#### [Verilen Metin]
ANKARA – ABD merkezli Jacobın Dergisi’nde yer alan yazıda, “HDP, Yeşil Sol aracılığıyla hem parlamentoda hem de toplum nezdinde üçüncü en güçlü güç konumunu bir kez daha korudu. Erdoğan’ın yenilmezlik miti darbe aldı” denildi.
ABD New York merkezli Jacobın Dergisi Türkiye’deki seçimleri yazdı. Dergide “Türkiye’de Demokrasi Mücadelesi Bitmedi” başlığıyla yayınlanan Devriş Çimen’in yazısında, AKP’li Cumhurbaşkanı Tayyip Erdoğan’ın ikinci turda tarihi bir yenilgiyle karşı karşıya olabileceği vurgulandı. Söz konusu yazıda, Halkların Demokratik Partisi’nin (HDP) ise tüm baskılara rağmen umut olduğunun altı çizildi.
Yazıda şunlar dile getirildi: “Türkiye’de Pazar günü yapılan seçimler, görevdeki Recep Tayyip Erdoğan’ı bir başka görev süresinin eşiğine getirdi. Ancak şimdi, demokrasi yanlısı ve Kürt güçlerin otoriter cumhurbaşkanına tarihi bir yenilgi yaşatabilecekleri ikinci tur bir oylamayla karşı karşıya. Dünyanın dört bir yanındaki insanlar, Türkiye Cumhurbaşkanı Recep Tayyip Erdoğan’ın iktidardaki kontrolünü güçlendirmek için bir beş yıl daha harcayacağına dair haberlerle uyanıyor. Pazar günkü ilk tur oylamada Erdoğan yüzde 49,5, rakibi Kemal Kılıçdaroğlu ise yüzde 44,9 oy aldı. 28 Mayıs’ta yapılacak ikinci tur seçimler açıklandı.

#### [Alıştırma Görevleri]
a. Seçim haberinde adı geçen bütün kişileri yazın.
b. Kayıtlarda "the dark background" geçen satırdan başlayıp kayıtların son satırına kadar bütün satırları olduğu gibi tekrar yazın. İki uçtaki satırlar da dahil.

Nokta işaretleme kayıtları:
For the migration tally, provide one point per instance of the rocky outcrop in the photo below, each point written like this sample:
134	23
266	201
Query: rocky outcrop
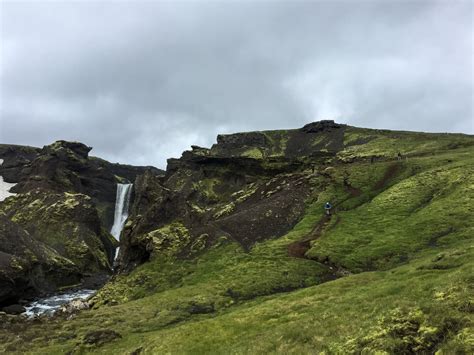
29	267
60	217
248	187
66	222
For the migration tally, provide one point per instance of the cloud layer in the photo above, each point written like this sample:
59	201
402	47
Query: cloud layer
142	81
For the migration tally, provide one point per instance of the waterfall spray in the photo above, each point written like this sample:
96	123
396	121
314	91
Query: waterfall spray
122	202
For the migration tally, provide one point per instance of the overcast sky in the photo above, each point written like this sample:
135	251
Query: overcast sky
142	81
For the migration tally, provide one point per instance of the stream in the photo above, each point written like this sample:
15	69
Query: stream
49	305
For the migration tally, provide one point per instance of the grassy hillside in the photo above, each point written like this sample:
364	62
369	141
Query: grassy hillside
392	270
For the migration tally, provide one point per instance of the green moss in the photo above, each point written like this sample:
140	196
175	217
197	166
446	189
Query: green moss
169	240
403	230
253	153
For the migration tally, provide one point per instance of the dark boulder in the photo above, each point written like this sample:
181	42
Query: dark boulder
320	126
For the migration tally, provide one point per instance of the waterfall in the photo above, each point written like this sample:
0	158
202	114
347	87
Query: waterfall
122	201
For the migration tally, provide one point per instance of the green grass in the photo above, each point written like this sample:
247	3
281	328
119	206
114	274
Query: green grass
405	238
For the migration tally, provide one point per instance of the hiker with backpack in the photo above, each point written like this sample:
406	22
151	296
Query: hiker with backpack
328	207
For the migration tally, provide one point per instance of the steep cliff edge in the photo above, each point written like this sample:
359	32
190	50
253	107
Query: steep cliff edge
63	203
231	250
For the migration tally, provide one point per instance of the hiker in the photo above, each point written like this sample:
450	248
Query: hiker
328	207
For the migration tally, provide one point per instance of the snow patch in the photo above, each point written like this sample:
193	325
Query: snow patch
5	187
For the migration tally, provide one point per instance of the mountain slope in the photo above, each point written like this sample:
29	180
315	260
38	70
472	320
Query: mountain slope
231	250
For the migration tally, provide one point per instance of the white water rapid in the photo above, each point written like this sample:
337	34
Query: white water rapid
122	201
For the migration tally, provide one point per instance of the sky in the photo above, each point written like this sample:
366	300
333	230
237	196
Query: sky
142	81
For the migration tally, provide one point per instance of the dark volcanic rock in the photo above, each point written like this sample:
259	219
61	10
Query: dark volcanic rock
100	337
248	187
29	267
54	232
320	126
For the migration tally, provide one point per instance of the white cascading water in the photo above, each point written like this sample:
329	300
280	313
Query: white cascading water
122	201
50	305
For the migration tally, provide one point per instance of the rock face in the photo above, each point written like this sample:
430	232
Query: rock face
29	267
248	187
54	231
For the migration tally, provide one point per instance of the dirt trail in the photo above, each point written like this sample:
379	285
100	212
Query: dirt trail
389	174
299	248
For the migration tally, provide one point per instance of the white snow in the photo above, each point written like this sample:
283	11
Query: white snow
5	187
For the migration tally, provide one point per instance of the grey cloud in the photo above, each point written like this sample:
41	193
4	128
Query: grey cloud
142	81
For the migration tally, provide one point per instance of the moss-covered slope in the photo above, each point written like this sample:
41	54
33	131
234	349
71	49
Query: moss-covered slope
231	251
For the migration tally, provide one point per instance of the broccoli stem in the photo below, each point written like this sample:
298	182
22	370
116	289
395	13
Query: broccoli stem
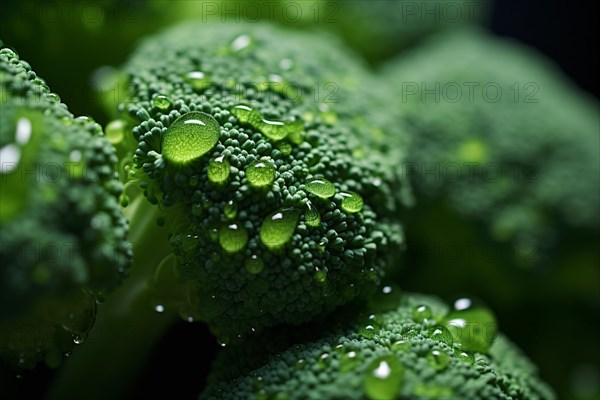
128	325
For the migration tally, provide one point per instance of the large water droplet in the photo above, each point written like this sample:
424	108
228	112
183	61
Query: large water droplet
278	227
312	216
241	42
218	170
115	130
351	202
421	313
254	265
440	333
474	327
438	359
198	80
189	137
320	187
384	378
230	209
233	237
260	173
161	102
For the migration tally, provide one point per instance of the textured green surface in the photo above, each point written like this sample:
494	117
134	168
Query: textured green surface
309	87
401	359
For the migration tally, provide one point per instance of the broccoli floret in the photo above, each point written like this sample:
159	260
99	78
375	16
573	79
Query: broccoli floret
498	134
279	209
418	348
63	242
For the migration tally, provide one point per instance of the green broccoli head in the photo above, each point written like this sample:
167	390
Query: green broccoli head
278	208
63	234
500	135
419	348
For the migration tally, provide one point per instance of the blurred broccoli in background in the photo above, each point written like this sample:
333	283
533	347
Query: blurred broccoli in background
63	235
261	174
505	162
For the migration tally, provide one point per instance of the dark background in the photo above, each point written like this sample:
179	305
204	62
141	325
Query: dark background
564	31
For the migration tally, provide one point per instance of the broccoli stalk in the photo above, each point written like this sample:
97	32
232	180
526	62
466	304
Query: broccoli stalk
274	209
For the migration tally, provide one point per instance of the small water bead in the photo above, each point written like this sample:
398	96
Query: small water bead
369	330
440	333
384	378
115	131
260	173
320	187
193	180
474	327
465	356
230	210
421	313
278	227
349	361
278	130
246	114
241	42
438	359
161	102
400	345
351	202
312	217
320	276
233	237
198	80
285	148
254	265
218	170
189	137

#### [Görev Yanıtları]
a. Devriş Çimen, Recep Tayyip Erdoğan, Kemal Kılıçdaroğlu

b.
For the migration tally, provide one point per instance of the dark background in the photo above, each point written like this sample:
179	305
204	62
141	325
Query: dark background
564	31
For the migration tally, provide one point per instance of the broccoli stalk in the photo above, each point written like this sample:
97	32
232	180
526	62
466	304
Query: broccoli stalk
274	209
For the migration tally, provide one point per instance of the small water bead in the photo above, each point written like this sample:
398	96
Query: small water bead
369	330
440	333
384	378
115	131
260	173
320	187
193	180
474	327
465	356
230	210
421	313
278	227
349	361
278	130
246	114
241	42
438	359
161	102
400	345
351	202
312	217
320	276
233	237
198	80
285	148
254	265
218	170
189	137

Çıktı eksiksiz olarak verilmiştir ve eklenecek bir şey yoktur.